» **Excerpt provided**:
Unmarried Blog

British Columbia Supreme Court bars prosecution against polyamorists unless they enter into “marriage” or contracts

BY: DIANA ADAMS, ESQ. & TARA BOGNAR, ESQ.

Relationships between more than two people were ruled lawful in Canada – unless such a relationship is formalized with a commitment ceremony or relationship contract. Even those who attend a ceremony or assist with a contract sanctioning a relationship between more than two people could face criminal liability—so think twice before attending a polyamorous commitment ceremony in Canada.

On November 23, 2011, the British Columbia Supreme Court ruled Section 293 of Canada’s Criminal Code constitutional. Section 293 explicitly bans conjugal unions of more than 2 people and any form of polygamy. As explained in a previous blog post, many polyamorous Canadians were concerned they too, were subject to criminal penalty based on the text of the law:

293. (1) Every one who

whether or not it is by law recognized as a binding form of marriage, or

is guilty of an indictable offence and liable to imprisonment for a term not exceeding five years.”

In 2009, the Lieutenant Governor of BC asked the court for a ruling on whether it could use s293 to prosecute two leaders of the FLDS community in Bountiful, BC. The  Canadian Polyamory Advocacy Association, concerned that the law could also criminalize consensual  polyamorous relationships, intervened in the case, arguing that the law violates the  Canadian Charter of Rights and Freedoms.

The British Columbia Supreme Court ruled that s293 is constitutional, and thus polygamy continues to be illegal in Canada. However, the court clarified that non-monogamous unmarried relationships are not subject to criminal sanction. While this statement served as a relief for polyamorists in the province, it also created a confusing legal ambiguity. Living in a multi-party marriage is illegal, regardless of the genders of the people involved, while living in an unmarried multi-party relationship is not. Since there is no way for more than two people to officially marry in Canada, how can a multi-party marriage be distinguished from a multi-party relationship?

Justice Bauman’s ruling assumes that there is such a thing as “marriage” that exists independently of law and into which people can enter without any legal approval or recognition. Since participating in a “marriage” could make polyamorous families into criminals, it would seem important to have clear guidelines for how to achieve this legally illegitimate state of “marriage” – and how to refrain from achieving it in order to avoid violating the law. Justice Bauman excuses himself from that task: “I am not definitively defining “marriage”; it is not my task on this reference to do so.”

Justice Bauman offers no elaboration beyond the text of s293 itself, which states: “Everyone who… celebrates assists or is a party to a rite, ceremony, contract or consent that purports to sanction a relationship” is criminally liable for polygamy. According to s293, “sanction” by means of “rite, ceremony, contract, or consent,” is what separates an unmarried from a married relationship.

The implication is that polyamorous relationships are permitted, but holding a commitment ceremony or signing a cohabitation contract would create a “marriage” and make the “spouses,” guests, officiants, and lawyers into criminals. Sanction by “consent” implies that even a private verbal expression of commitment to a multi-person relationship constitutes a “marriage” and subjects the “spouses” to criminal liability.

» **Dataset excerpt**:
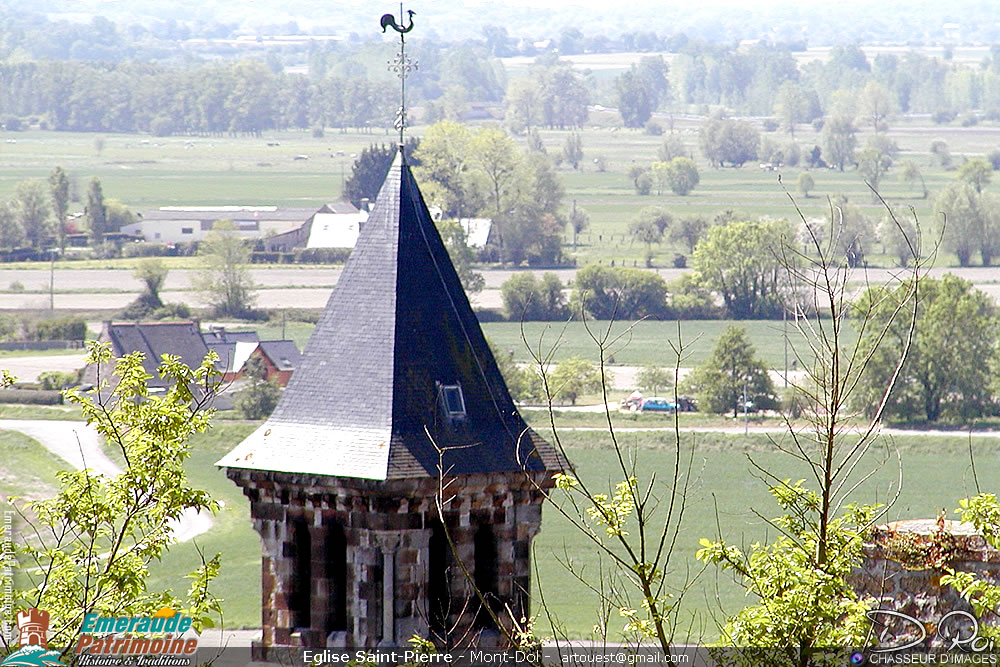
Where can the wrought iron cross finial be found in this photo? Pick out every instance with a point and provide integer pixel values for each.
(402, 65)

» **Written tasks**:
• A. Reproduce verbatim the passage of the blog post on the British Columbia polygamy ruling from "Unmarried Blog" up to and including "TARA BOGNAR, ESQ.".
• B. According to the blog post on the British Columbia polygamy ruling, on what date did the British Columbia Supreme Court rule Section 293 of Canada's Criminal Code constitutional?
• C. Continue the blog post on the British Columbia polygamy ruling from the point at which it stops.

» **Per-task outputs**:
• A.
Unmarried Blog

British Columbia Supreme Court bars prosecution against polyamorists unless they enter into “marriage” or contracts

BY: DIANA ADAMS, ESQ. & TARA BOGNAR, ESQ.

• B. November 23, 2011.

• C.
Thankfully, neither B.C. nor any other province has demonstrated or expressed any interest in prosecuting polyamorous spouses so people probably do not need to worry about promising to love and care for their polyamorous partners and accidentally ending up “married.”

However, this law continues to criminalize many consensual adult polyamorous relationships, lumping them in with coercive polygamous marriages. One of  Justice Bauman’s reasons for upholding this invasive law is to protect women and children in polygamous families from forced marriage, rape, abuse, and trafficking. However, these abuses are already crimes. Instead of encouraging law enforcement to prosecute these offenses, the court’s interpretation of s293 discourages healthy families from creating intentional commitments, celebrating these commitments with their community, and creating legal contracts to offer their families stability and legal protections. The danger is that the court’s ruling may harm many more families than it helps.

This battle is not over yet. The case may be appealed to the B.C. Court of Appeals and even Canada’s Supreme Court. In the meantime, polyamorous families in British Columbia may choose to practice civil disobedience of this law in the form of commitment ceremonies or legal contracts. If the law is ultimately ruled  unconstitutional, it could pave the way for powerful recognition of the right to formalize relationships without state intervention.

For a great roundup of reaction articles on the case, see: http://polyinthemedia.blogspot.com/2011/11/canada-polygamy-ruling-win-loss-or-draw.html

Bookmark and Share

4 Responses to “British Columbia Supreme Court bars prosecution against polyamorists unless they enter into “marriage” or contracts”

  1. Alan M. Says:

    Hi Diana!

    Did you see the final article dissecting Bauman’s decision by the CPAA’s lawyer, John Ince? Ince sees the ruling as a clear win for us. He is convinced that a mere marriage-like commitment ceremony or agreement (rings, vows, cake and all) cannot create a group “marriage” under the judge’s ruling.

    The key is that the judge said it’s not a marriage unless it’s “institutionalized” — i.e. binding; recorded and enforced by some kind of authority; and not able to be dissolved by the parties themselves (i.e. without obtaining a divorce from the authority). It’s not a “marriage” if it can end by the parties just deciding it’s over and walking away, rather than by having to go back and obtain an unbinding.

    Ince says that therefore, almost any ceremony that polyfolks would be likely to perform would not be a “marriage” under Bauman’s opinion; it would be a friendship ceremony.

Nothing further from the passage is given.